-- Data in this exercise follows --
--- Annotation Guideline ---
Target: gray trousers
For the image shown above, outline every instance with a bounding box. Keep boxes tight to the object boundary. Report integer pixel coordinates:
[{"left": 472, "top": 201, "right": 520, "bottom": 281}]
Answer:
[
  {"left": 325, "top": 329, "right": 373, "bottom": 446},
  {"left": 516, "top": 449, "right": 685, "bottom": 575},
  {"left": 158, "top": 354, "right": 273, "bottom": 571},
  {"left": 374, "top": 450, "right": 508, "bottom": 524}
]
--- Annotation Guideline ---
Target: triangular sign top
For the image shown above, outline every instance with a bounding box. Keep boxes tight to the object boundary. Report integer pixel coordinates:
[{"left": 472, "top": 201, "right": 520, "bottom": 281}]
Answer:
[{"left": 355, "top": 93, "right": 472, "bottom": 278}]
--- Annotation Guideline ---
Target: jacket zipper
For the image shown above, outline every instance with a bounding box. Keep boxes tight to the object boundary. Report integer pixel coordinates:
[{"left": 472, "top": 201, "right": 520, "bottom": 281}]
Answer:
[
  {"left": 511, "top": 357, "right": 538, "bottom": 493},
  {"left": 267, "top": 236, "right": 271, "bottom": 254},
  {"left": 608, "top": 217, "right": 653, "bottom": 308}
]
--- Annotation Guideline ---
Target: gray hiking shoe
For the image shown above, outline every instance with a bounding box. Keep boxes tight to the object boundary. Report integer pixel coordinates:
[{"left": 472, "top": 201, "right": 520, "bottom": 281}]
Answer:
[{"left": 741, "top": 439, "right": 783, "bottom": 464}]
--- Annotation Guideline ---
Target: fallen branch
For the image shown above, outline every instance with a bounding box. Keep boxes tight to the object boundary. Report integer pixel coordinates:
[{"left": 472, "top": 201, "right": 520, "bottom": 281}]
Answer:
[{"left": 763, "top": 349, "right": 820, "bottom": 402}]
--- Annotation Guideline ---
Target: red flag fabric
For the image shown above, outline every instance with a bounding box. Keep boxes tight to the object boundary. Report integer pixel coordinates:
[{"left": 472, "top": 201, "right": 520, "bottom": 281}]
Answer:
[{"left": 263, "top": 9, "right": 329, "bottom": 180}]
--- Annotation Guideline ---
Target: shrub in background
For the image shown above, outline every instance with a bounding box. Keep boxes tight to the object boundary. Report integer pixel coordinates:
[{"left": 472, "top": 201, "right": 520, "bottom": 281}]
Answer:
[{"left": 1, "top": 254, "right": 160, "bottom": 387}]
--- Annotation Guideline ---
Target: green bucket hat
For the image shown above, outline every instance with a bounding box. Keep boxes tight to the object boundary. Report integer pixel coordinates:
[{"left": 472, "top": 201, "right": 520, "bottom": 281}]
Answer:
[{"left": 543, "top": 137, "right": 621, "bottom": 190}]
-- Data in this exercise concluded --
▶ [What the task requires]: Looking at the listing above, count every line in which the string "gray" appears, and give only that count.

▶ [Completed exercise]: 2